-- Start PROVIDED RECORDS --

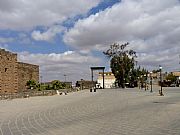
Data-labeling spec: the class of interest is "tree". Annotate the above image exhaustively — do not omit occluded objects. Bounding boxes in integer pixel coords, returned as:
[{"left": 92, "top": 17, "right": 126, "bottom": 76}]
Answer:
[{"left": 103, "top": 43, "right": 137, "bottom": 88}]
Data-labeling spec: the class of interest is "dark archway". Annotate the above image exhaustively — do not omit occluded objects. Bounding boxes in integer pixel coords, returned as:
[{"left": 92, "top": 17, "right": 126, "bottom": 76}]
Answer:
[{"left": 91, "top": 67, "right": 105, "bottom": 89}]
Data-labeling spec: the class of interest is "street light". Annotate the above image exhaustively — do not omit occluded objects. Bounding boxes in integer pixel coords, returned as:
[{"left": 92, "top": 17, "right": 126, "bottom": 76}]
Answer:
[
  {"left": 144, "top": 74, "right": 146, "bottom": 91},
  {"left": 159, "top": 65, "right": 164, "bottom": 96},
  {"left": 150, "top": 71, "right": 153, "bottom": 92}
]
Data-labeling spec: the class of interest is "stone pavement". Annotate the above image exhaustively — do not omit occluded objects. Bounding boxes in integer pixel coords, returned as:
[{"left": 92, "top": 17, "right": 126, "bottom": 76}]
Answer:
[{"left": 0, "top": 88, "right": 180, "bottom": 135}]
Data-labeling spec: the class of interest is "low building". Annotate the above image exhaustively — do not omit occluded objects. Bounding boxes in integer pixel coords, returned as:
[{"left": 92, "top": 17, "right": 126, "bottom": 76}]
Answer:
[
  {"left": 76, "top": 79, "right": 96, "bottom": 89},
  {"left": 0, "top": 49, "right": 39, "bottom": 93},
  {"left": 97, "top": 72, "right": 116, "bottom": 88}
]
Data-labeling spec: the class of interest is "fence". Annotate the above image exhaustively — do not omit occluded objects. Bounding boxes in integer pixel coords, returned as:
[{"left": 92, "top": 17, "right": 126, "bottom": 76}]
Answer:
[
  {"left": 0, "top": 88, "right": 78, "bottom": 100},
  {"left": 0, "top": 90, "right": 56, "bottom": 100}
]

-- End PROVIDED RECORDS --

> PROBLEM REQUIREMENTS
Copy every one of the records above word for word, leaving out the pictures.

> EXERCISE ANSWER
Data-labeling spec: the class of interest is "tree". Annotate the above image exhaustively — do not omit occluded objects. Bounding boxes in integer pixel coords, returned as:
[{"left": 92, "top": 17, "right": 126, "bottom": 76}]
Answer:
[{"left": 103, "top": 43, "right": 137, "bottom": 88}]
Data-labeling spec: the class of interest is "dark archway". Annotate the above image exhaustively — do not omit occluded objects. Bounding boxes in integer pixel coords, returned as:
[{"left": 92, "top": 17, "right": 126, "bottom": 76}]
Answer:
[{"left": 91, "top": 67, "right": 105, "bottom": 89}]
Data-labeling spec: the class of interest is "street light". Annotate the above image exhaustively — do not omit occluded objects. Bounding boxes in integer pixel coords, returned as:
[{"left": 92, "top": 17, "right": 126, "bottom": 76}]
Answer:
[
  {"left": 144, "top": 74, "right": 146, "bottom": 91},
  {"left": 159, "top": 65, "right": 164, "bottom": 96},
  {"left": 150, "top": 71, "right": 153, "bottom": 92}
]
Data-labeling spec: the class of interest is "stone pavement". Annotate the above image exhaustively — do not omit occluded objects. Bounding boxes in integer pixel coords, returned as:
[{"left": 92, "top": 17, "right": 126, "bottom": 76}]
Answer:
[{"left": 0, "top": 88, "right": 180, "bottom": 135}]
Data-labeling spec: the class of interest is "low building". Annotate the above image exhaustively — do not omit occluded objects. Bounding boxes in integer pixel coords, returned as:
[{"left": 92, "top": 17, "right": 126, "bottom": 76}]
Answer:
[
  {"left": 76, "top": 79, "right": 96, "bottom": 89},
  {"left": 0, "top": 49, "right": 39, "bottom": 93},
  {"left": 97, "top": 72, "right": 116, "bottom": 88}
]
Data-labeling spec: the class of interest is "fence". Annotate the above image exhaustively — do not omit occluded objects. Bounding boxes in integer pixel coords, returned as:
[{"left": 92, "top": 17, "right": 126, "bottom": 76}]
Answer:
[
  {"left": 0, "top": 88, "right": 78, "bottom": 100},
  {"left": 0, "top": 90, "right": 56, "bottom": 100}
]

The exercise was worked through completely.